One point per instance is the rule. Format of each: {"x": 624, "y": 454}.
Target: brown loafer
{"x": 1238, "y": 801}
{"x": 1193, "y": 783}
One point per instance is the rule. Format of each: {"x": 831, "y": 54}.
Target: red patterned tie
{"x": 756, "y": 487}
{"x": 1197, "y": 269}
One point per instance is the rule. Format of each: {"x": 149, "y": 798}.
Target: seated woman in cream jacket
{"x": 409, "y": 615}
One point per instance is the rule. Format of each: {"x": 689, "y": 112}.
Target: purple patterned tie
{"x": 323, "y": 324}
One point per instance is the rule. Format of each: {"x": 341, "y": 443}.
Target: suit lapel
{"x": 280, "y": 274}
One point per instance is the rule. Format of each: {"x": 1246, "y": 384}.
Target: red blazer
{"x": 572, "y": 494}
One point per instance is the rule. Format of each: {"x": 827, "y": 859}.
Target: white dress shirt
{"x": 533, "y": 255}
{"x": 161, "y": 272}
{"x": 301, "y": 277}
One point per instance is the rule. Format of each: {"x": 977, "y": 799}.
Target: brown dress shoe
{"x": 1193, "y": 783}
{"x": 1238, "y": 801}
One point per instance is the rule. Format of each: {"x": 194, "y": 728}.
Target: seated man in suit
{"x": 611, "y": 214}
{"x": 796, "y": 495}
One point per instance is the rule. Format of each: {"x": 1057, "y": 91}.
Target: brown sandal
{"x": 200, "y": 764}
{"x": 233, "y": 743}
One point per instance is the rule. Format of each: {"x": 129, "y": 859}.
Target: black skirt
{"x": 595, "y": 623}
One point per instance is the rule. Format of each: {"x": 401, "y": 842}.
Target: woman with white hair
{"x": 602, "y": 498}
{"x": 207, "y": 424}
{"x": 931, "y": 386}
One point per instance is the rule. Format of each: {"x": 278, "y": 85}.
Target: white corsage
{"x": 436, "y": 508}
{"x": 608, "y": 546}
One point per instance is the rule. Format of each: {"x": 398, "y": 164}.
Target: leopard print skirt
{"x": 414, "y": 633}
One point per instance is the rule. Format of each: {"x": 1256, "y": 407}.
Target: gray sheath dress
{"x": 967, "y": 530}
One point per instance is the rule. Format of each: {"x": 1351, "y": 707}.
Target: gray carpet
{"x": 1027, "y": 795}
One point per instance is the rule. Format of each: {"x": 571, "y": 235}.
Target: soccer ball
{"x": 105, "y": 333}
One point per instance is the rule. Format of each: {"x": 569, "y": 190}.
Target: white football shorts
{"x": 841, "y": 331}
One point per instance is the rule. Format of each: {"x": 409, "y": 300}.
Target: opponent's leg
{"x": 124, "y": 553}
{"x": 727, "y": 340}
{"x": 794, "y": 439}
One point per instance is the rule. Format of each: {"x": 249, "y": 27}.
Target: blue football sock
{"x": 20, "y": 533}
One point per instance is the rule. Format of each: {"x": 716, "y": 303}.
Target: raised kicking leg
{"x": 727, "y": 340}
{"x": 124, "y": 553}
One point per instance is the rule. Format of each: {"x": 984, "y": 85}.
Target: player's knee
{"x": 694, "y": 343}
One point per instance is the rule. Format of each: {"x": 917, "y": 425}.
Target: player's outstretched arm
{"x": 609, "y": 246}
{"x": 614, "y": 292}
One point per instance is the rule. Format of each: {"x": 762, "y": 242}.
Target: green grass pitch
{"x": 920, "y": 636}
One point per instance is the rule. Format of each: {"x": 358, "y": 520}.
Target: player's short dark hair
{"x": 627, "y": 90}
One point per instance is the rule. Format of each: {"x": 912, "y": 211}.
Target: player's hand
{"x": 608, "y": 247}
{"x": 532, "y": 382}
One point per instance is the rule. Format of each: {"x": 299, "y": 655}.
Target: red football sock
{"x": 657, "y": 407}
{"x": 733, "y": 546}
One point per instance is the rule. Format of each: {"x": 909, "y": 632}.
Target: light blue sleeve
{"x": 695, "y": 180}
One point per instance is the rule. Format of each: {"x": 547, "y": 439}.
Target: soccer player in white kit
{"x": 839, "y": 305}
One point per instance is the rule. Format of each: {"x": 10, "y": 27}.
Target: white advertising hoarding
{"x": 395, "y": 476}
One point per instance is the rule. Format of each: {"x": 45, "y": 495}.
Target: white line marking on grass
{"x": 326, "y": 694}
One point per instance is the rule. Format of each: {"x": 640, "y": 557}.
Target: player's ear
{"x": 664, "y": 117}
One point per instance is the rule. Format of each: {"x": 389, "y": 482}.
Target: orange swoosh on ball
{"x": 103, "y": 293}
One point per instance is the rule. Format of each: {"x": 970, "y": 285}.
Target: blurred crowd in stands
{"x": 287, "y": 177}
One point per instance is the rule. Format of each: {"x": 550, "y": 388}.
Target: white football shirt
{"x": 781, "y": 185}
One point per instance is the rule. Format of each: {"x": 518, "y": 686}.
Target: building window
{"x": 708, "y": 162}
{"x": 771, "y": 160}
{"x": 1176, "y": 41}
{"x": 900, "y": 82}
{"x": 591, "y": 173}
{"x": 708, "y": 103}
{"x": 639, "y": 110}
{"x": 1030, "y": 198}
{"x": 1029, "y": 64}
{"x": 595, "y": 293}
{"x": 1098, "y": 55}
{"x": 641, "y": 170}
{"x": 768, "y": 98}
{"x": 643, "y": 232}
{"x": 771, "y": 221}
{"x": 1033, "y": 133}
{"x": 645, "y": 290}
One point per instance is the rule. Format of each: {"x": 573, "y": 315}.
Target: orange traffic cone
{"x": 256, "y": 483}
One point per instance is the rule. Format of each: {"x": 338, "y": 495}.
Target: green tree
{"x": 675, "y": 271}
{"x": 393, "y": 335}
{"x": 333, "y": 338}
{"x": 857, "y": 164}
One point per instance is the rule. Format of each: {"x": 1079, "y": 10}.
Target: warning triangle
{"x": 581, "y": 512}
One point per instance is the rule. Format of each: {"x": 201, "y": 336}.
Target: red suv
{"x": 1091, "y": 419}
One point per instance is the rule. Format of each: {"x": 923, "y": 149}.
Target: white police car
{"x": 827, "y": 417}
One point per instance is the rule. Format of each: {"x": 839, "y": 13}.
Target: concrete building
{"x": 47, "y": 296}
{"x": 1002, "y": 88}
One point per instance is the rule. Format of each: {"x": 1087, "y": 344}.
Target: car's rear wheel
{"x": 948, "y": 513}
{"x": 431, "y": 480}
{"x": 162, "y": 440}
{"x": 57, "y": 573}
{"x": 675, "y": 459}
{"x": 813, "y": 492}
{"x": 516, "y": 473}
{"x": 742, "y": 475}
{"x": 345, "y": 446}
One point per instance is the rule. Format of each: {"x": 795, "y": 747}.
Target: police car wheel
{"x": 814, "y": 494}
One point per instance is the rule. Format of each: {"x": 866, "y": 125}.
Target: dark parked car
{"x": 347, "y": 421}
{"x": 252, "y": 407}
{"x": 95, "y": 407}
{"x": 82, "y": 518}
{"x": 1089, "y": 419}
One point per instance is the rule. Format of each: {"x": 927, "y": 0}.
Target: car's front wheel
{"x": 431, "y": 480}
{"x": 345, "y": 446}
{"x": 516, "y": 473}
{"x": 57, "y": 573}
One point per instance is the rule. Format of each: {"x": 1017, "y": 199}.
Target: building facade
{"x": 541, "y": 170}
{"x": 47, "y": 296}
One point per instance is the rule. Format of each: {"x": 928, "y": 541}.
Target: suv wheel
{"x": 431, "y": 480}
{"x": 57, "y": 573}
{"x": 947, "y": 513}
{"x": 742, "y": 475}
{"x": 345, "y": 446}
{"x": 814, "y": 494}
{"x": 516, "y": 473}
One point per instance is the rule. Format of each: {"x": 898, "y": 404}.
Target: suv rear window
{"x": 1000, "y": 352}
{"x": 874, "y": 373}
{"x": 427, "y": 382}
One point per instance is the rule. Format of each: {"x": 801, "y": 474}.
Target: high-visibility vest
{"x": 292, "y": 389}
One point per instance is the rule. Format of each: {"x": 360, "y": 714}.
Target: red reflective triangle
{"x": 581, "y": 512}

* * *

Written exercise
Count the lines in the listing above that contain the word "blue", and reply with only that number.

Result of the exercise
2